- Exercise prompt:
How many lines in the listing below contain the string "hand"? Case counts. Reply with the number only.

+++ Input

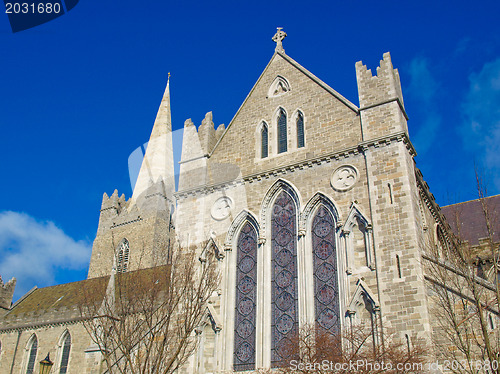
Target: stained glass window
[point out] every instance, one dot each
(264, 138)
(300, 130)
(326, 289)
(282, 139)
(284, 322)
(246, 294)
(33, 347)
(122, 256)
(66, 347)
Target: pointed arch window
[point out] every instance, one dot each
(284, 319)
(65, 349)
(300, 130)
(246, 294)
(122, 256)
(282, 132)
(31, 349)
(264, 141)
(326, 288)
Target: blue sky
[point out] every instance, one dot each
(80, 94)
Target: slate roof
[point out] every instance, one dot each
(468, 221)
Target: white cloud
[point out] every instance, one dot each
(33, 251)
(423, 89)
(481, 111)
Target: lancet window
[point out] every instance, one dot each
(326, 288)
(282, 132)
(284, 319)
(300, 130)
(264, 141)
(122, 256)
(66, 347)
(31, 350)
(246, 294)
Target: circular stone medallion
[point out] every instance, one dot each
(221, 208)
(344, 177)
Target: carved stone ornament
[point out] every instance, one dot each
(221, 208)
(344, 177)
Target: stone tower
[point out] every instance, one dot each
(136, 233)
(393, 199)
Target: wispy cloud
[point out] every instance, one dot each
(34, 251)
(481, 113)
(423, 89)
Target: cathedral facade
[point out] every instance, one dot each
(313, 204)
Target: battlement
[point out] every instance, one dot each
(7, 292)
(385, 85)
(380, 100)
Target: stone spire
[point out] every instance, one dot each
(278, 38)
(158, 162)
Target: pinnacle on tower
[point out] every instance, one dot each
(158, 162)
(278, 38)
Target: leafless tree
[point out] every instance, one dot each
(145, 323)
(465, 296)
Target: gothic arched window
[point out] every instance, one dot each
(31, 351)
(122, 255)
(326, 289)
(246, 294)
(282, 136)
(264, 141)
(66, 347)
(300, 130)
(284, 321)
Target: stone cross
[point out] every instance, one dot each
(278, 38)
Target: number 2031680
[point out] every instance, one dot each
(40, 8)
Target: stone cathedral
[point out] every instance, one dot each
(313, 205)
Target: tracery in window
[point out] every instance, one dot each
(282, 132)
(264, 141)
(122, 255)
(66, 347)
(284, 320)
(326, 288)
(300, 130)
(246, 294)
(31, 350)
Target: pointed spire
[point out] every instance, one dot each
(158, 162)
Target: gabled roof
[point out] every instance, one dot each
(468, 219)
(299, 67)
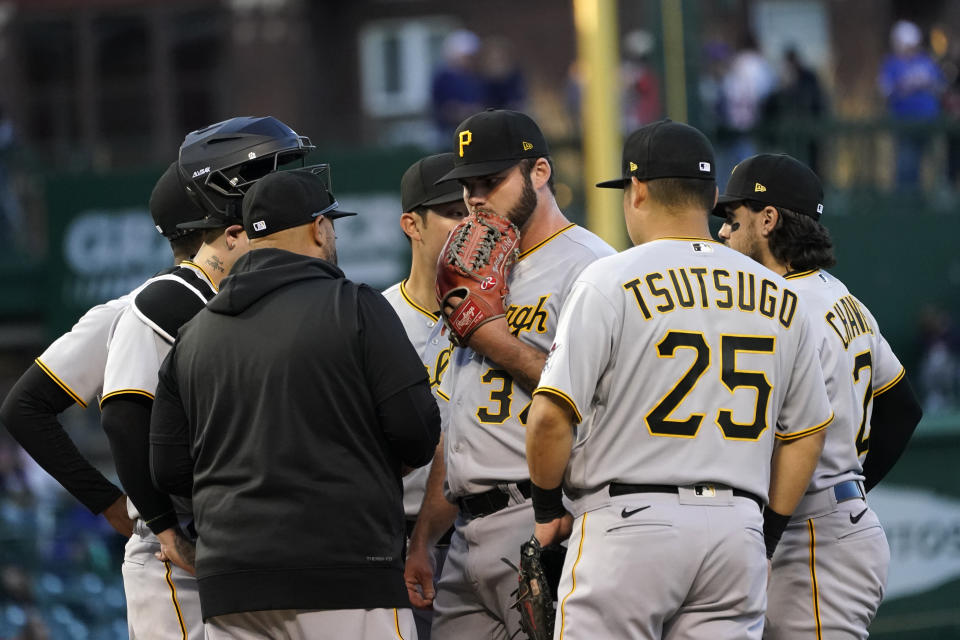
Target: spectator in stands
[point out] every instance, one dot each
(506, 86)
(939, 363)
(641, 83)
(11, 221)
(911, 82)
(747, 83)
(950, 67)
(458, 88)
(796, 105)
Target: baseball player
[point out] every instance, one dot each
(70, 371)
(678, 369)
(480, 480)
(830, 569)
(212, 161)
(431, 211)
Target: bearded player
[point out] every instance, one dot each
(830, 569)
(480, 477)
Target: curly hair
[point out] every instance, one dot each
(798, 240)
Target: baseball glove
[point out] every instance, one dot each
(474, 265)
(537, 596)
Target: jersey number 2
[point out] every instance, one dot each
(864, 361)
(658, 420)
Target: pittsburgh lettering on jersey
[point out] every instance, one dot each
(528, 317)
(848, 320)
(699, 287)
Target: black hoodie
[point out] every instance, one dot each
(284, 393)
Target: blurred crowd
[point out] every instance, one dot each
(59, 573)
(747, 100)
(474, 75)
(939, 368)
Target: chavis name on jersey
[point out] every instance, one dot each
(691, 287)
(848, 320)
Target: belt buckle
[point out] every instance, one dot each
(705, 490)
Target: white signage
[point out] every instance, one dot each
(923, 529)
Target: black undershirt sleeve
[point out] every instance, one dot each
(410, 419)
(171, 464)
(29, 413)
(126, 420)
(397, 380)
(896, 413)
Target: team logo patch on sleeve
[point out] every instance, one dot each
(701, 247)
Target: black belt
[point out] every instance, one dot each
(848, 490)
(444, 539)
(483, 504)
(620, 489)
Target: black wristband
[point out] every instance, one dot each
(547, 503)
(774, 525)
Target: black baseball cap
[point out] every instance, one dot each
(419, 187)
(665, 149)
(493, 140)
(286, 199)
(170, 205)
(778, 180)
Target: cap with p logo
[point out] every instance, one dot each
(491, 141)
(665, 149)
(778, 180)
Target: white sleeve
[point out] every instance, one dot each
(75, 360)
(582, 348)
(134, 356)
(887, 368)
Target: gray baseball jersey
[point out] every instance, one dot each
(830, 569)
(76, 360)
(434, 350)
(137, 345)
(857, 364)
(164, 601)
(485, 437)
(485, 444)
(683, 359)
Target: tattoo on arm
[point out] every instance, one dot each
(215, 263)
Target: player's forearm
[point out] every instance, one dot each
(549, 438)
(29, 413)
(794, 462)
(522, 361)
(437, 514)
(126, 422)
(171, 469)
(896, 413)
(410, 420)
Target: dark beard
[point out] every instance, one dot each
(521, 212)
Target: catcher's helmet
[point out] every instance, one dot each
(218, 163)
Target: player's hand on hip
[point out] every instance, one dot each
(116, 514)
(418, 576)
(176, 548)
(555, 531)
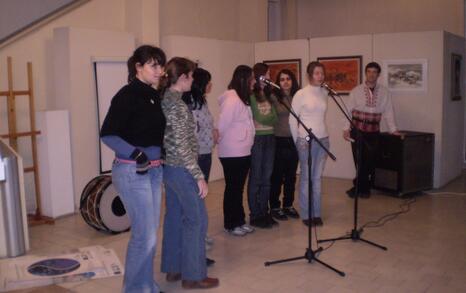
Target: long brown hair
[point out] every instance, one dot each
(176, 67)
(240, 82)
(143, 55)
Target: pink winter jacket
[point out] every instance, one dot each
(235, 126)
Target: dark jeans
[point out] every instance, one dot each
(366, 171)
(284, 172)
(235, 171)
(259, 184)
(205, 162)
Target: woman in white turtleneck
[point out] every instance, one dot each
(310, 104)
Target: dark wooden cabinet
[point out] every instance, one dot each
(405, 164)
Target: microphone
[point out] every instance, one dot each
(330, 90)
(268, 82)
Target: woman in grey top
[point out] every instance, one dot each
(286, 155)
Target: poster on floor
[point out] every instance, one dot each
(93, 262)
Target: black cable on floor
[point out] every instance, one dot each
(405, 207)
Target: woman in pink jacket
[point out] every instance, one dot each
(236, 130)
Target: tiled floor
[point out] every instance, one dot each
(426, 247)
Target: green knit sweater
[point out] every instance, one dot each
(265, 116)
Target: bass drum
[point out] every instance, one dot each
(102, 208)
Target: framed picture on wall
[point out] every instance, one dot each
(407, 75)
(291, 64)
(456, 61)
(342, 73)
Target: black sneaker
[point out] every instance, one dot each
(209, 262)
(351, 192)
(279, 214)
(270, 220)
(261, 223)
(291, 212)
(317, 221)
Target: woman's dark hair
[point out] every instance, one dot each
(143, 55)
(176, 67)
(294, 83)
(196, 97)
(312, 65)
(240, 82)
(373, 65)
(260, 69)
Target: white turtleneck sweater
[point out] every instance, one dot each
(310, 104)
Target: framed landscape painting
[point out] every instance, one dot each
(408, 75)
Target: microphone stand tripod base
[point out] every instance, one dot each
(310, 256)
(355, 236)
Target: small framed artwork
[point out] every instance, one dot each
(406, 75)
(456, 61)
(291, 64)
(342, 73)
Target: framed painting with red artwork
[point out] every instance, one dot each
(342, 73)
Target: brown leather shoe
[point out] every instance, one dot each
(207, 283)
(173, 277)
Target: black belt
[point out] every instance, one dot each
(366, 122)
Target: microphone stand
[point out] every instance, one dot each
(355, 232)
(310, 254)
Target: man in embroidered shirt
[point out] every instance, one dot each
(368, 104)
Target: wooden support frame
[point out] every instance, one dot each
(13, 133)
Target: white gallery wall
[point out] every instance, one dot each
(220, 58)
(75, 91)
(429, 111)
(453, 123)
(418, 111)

++++++
+++ Input

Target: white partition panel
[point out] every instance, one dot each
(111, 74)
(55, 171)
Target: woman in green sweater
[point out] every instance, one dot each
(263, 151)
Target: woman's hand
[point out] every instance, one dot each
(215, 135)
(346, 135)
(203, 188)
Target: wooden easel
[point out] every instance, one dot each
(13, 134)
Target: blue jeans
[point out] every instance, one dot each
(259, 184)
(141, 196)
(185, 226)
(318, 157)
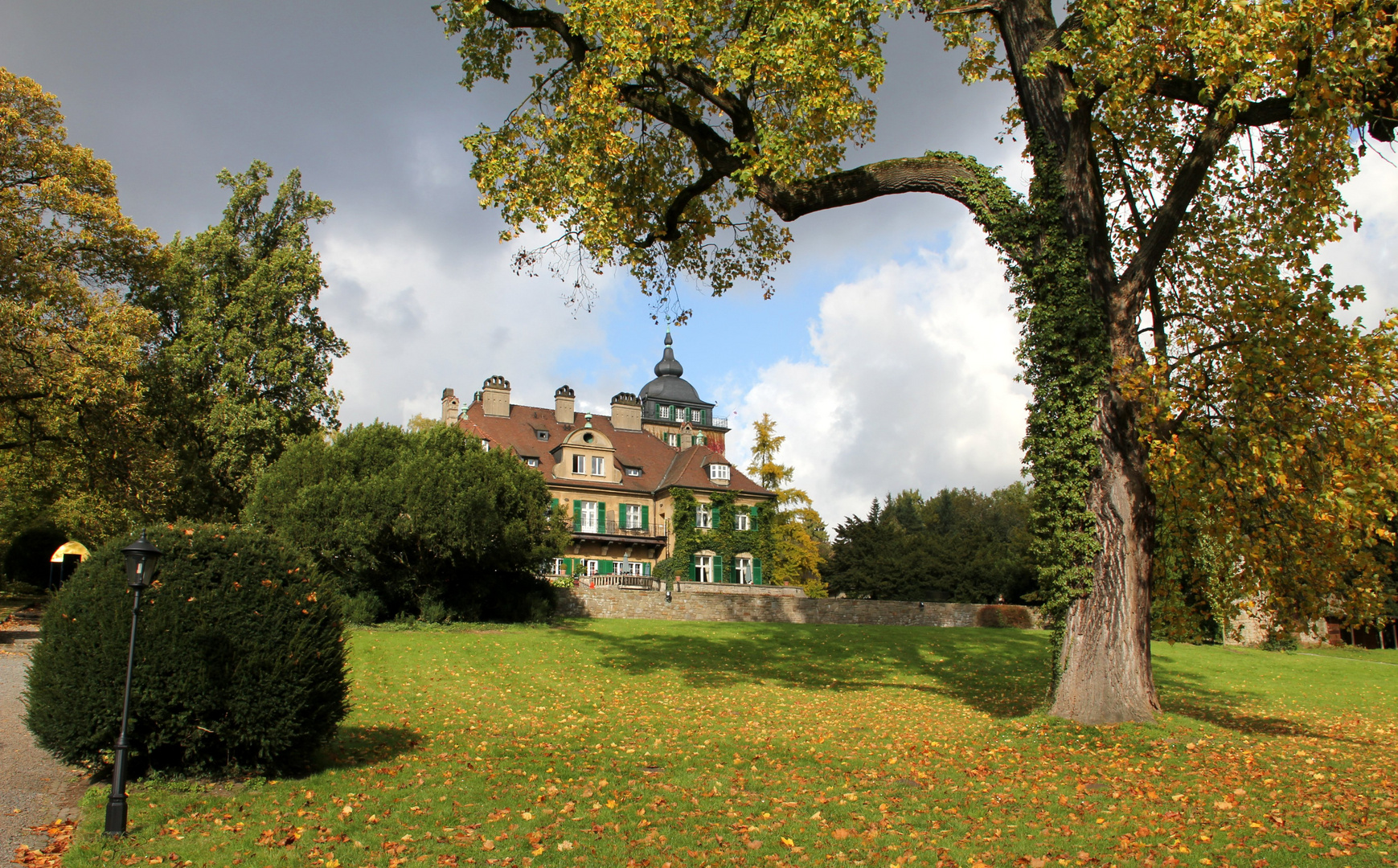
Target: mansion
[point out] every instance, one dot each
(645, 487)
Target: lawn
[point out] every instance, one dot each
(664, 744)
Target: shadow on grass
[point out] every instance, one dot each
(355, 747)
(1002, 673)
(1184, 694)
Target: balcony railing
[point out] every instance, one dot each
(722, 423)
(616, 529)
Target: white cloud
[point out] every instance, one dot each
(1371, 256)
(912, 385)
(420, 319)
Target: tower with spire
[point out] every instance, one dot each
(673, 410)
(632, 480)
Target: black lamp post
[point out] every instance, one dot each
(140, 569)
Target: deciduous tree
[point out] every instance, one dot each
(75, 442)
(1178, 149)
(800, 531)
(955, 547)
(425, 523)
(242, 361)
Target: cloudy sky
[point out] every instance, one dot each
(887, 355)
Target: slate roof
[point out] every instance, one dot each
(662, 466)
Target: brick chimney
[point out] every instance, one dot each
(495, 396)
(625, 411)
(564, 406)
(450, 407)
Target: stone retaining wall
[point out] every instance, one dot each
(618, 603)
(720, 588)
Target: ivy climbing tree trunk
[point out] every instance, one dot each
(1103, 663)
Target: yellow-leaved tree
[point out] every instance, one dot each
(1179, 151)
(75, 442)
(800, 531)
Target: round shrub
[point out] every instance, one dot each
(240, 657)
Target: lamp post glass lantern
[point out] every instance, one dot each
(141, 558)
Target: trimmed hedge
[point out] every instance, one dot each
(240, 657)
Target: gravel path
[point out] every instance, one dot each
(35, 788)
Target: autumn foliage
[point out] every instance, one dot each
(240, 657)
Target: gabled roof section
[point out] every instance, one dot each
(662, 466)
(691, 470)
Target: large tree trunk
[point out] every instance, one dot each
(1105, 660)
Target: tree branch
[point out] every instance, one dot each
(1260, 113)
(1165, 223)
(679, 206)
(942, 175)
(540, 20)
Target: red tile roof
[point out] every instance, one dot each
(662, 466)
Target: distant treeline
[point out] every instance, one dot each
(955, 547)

++++++

- The output:
2